APPLY WHAT YOU READ
**a.** In the text about having babies and kids in Dakar, how old was the writer's daughter when the family moved there?
**b.** Continue the text about having babies and kids in Dakar from where it stops.

TEXT SHOWN
----------

My daughter was just 5 weeks old when we moved to Dakar. I was a first-time mom and to say that I was freaking out a little is probably an understatement. Would it be safe for her? Would we find a pediatrician who spoke English? Do they vaccinate? Would I be able to find clothes, toys, medicine that she needed? A colleague that I was in contact with told me to bring EVERYTHING I needed for the baby, and four years ago, that was the truth. After having my second baby in 2018, I am happy to say that Dakar has really upped their baby and kid game recently and there is so much more available! Here is what you need to know about having babies and kids in Dakar.
1. There are doctors that speak English and they come right to your house for appointments! In fact, I would say you have a lot of options for pediatricians, general physicians and specialists that are trained in either the US or Europe, speak English and are more than happy to help when needed. Vaccinations and medications are readily available at local pharmacies, and usually for a fraction of the price of US medications. But, you’ll want to bring your favorite go-to medicines (like Tylenol) so that you won’t have to call a doctor each time. You’ll want to save the numbers for SOS Medicine (338891512) and Remede 24 (338608333) in case of medical emergencies.
2. The expat community is booming with parents looking for activities to occupy their littles. There is not a Chuck-e-Cheese around here, but there are beaches, trampoline park, some play structures, skate park, and kid-friendly restaurants. On top of that, there are lots of expat parents that host yoga, music, dance, gymnastics, soccer, swim lessons, art classes and more! Some of these activities, you’ll have to pay for (something like 5,000cfa per class), but some are free! It is also easy to find others in your neighborhood for regular play dates. And of course, there is always ISD’s playground, swimming pool, and field – best space in the city to play!

----------

RECORDS SHOWN
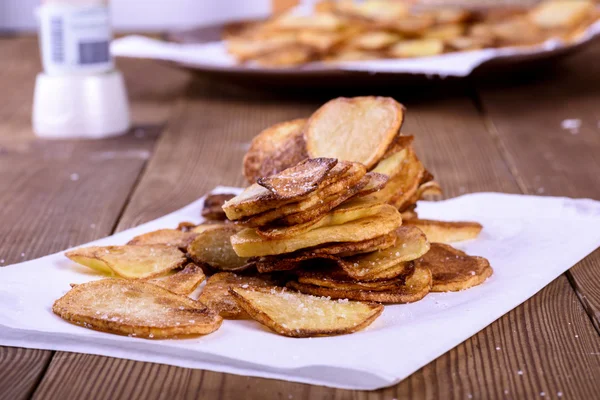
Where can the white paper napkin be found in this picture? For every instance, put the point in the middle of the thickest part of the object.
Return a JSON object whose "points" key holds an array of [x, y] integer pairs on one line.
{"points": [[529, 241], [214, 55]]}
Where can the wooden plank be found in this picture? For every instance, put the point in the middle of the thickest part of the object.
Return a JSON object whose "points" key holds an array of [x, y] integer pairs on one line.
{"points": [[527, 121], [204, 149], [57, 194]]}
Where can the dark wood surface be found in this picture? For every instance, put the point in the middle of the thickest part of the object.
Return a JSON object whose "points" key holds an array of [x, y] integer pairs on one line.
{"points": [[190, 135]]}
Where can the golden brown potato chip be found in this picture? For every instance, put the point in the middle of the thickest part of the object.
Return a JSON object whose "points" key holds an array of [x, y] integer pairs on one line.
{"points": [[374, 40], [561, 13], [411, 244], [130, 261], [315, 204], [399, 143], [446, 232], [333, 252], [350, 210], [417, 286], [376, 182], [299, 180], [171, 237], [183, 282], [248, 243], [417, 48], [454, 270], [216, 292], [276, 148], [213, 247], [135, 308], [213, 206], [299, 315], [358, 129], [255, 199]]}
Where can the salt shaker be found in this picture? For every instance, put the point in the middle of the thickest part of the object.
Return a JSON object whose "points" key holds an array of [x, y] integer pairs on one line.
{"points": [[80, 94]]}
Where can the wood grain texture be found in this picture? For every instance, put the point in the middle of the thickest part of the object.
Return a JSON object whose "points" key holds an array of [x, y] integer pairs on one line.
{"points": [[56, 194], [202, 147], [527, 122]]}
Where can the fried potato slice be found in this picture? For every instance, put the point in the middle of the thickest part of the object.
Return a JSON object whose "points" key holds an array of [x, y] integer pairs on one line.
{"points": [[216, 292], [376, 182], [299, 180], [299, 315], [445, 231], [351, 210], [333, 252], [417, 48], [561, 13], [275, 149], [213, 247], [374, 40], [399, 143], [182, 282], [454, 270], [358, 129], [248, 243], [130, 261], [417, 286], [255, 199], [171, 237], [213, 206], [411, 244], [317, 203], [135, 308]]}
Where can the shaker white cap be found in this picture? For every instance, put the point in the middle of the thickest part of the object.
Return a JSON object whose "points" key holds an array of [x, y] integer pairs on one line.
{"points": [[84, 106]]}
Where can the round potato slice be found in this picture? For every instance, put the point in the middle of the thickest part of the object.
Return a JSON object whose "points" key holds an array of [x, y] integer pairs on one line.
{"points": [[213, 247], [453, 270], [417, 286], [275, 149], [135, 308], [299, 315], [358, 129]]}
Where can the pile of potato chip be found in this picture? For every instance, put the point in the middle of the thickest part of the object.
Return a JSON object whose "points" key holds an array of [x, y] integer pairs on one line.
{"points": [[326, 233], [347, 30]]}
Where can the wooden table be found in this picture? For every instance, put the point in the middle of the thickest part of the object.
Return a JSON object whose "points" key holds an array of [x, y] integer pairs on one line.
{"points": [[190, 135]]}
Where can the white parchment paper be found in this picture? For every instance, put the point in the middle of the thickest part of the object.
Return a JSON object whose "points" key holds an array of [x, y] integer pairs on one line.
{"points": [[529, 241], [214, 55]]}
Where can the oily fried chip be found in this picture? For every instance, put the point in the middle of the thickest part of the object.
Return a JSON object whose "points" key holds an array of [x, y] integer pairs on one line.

----------

SOLVED PROBLEMS
**a.** She was 5 weeks old.

**b.**
3. You don’t need to bring everything, but you will need to bring some things. Buying baby/kid items second-hand from other expats is the best way to obtain those larger items without having to ship it over your self (ie. Toys, storage, cribs, bikes, baby swings, walkers, jumpers, high chairs, etc.) so save your suitcase space. If your baby has favorite brands – bring them – because options are limited for things like bottles, nipples, sippy cups, pacifiers, baby wash, lotions, water bottles, baby food, etc. You’ll also need to bring all breast pump supplies – extra parts, milk storage bags, and sterilizing bags. Otherwise, you’ll be able to find just about anything you need. There are even familiar brands that you can buy in the pharmacies, shops and the American Store like Nuby, Avent, Chicco, and Johnsons, but you will spend at least double the price.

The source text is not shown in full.